> _Work instructions_: Quote every entry word for word.
%%
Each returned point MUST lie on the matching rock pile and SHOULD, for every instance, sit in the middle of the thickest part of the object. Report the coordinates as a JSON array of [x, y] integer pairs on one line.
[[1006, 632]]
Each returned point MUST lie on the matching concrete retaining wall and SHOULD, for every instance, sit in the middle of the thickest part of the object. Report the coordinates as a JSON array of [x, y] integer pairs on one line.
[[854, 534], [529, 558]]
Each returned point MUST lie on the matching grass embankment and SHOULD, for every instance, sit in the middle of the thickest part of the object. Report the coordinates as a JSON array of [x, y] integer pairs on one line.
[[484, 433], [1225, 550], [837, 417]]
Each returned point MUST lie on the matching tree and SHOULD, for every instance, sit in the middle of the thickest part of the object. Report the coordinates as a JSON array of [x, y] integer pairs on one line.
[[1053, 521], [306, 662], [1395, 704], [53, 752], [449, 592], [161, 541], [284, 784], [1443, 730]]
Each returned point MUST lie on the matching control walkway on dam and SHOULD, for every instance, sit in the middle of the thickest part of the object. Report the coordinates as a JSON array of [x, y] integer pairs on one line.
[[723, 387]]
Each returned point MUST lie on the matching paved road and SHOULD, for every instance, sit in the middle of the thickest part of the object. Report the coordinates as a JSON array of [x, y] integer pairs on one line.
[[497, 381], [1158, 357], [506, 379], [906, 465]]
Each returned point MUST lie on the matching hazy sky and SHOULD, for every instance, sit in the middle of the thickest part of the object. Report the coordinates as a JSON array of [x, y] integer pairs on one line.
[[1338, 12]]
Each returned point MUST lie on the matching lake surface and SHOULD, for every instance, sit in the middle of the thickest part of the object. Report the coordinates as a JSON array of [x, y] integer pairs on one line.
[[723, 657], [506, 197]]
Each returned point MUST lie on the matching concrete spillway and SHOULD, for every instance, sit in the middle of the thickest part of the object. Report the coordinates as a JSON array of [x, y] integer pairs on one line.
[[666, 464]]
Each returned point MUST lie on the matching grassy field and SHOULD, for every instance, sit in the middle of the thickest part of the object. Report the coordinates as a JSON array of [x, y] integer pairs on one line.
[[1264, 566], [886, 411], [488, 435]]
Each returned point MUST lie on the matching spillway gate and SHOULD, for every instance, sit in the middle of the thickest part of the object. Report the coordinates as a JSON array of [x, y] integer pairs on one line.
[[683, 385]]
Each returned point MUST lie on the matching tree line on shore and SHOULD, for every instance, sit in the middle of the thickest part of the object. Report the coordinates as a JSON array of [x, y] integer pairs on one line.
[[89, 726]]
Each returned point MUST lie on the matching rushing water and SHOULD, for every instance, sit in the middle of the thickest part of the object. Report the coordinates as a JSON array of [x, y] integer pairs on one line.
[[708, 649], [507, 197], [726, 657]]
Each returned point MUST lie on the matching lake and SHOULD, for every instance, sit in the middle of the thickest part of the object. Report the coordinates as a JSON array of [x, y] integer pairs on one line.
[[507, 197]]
%%
> _Complete answer_:
Each returned point MUST lie on the matching rock pile and SHOULD, for every instance, sit in the middle of the thickest part of the object. Report the coordinates as a JSON array of [x, y] integer pairs on one line.
[[1006, 632]]
Each returned point MUST lie on the matching concrete retaining wall and SHOULD, for every instance, sit in the middle of the thickest part of the object. Report the coordinates as a JSON array of [x, y] integer pairs on one line.
[[854, 534], [529, 558]]
Each returned point MUST lie on the matching grass embankment and SHOULD, for every instance, sit in the middle of the thickest part of the object. Report the coordinates as a JSON array of [x, y] integer pairs on one line.
[[484, 433], [1225, 550], [837, 417]]
Each returned point MUST lie on the matching tree and SHOULD, for every instance, sit in the middle of the thickest part of the object. Report the coordinates as a JSON array of [x, y] integer pairs on one line.
[[1053, 521], [306, 662], [1395, 704], [53, 752], [449, 592], [161, 541], [284, 784], [1443, 730]]
Each returned point MUST lie on the matching control walkway on dam and SHOULD, for every instance, sit in the middle of the thickest part of the object. Report the coordinates as a JSON array of [x, y] integer pairs on one line.
[[723, 387]]
Each returned point MUST lie on the matching paved road and SHOULD, for every instance, sit in the middle of the thickest part of the object. Report the coordinates as a JSON array of [x, y] integer pairs on one line.
[[497, 381], [1158, 357], [506, 379], [906, 465]]
Each returned point MUST lie on the matching hazy sky and SHOULD, for every instance, sit in the middle of the thickest part of the object. Report the coordinates as a JSON array of [x, y] integer pairs on one line.
[[1338, 12]]
Each returned point MUST lie on the matching lake surface and SHOULD, for every instance, sit in the middle of the thickest part of the object. Report the coordinates as a JSON array of [x, y] integer pairs on one line.
[[723, 657], [506, 197]]
Each returned point MUST lie on the matching concrete spillway and SHOULD, for every instance, sit in the middle of the thickest part of the object. Report the coordinates as a JSON array of [x, y] integer pairs on one line.
[[666, 464]]
Each returned point MUST lie on the matching grassy field and SHOULD, for every instance, sit in the middle of the thickest part of the object. Report the coordinates as a JSON array of [x, y] integer pairs on one line.
[[1264, 566], [886, 411], [488, 435]]
Each returned point MUST lie on the matching spillway gate and SHOULD, for every instance, sit in the middle of the thickest part of the object. Report the coordinates as a JSON array of [x, y] integer pairs on one line.
[[683, 385]]
Each returned point MUST lie on the matching tree line on shore and SHOULD, for every instance, sit in the middle of the thickest part of the object. Report the coordinates as a JSON array of [x, y] integer pairs on one line.
[[89, 726]]
Each returned point MUST lie on the matching rushing water and SHOULD, for every instance, sit in the middle of the thickest part of the object. Report the coordinates as a JSON array of [x, y] integer pairs on one line.
[[708, 649], [507, 197], [726, 657]]
Each returned point MUST lie on the matching lake and SHOULD, for every instance, sit in the middle of the thickest part of the object. Report the coordinates as a JSON array of [x, y] integer pairs on one line.
[[507, 197]]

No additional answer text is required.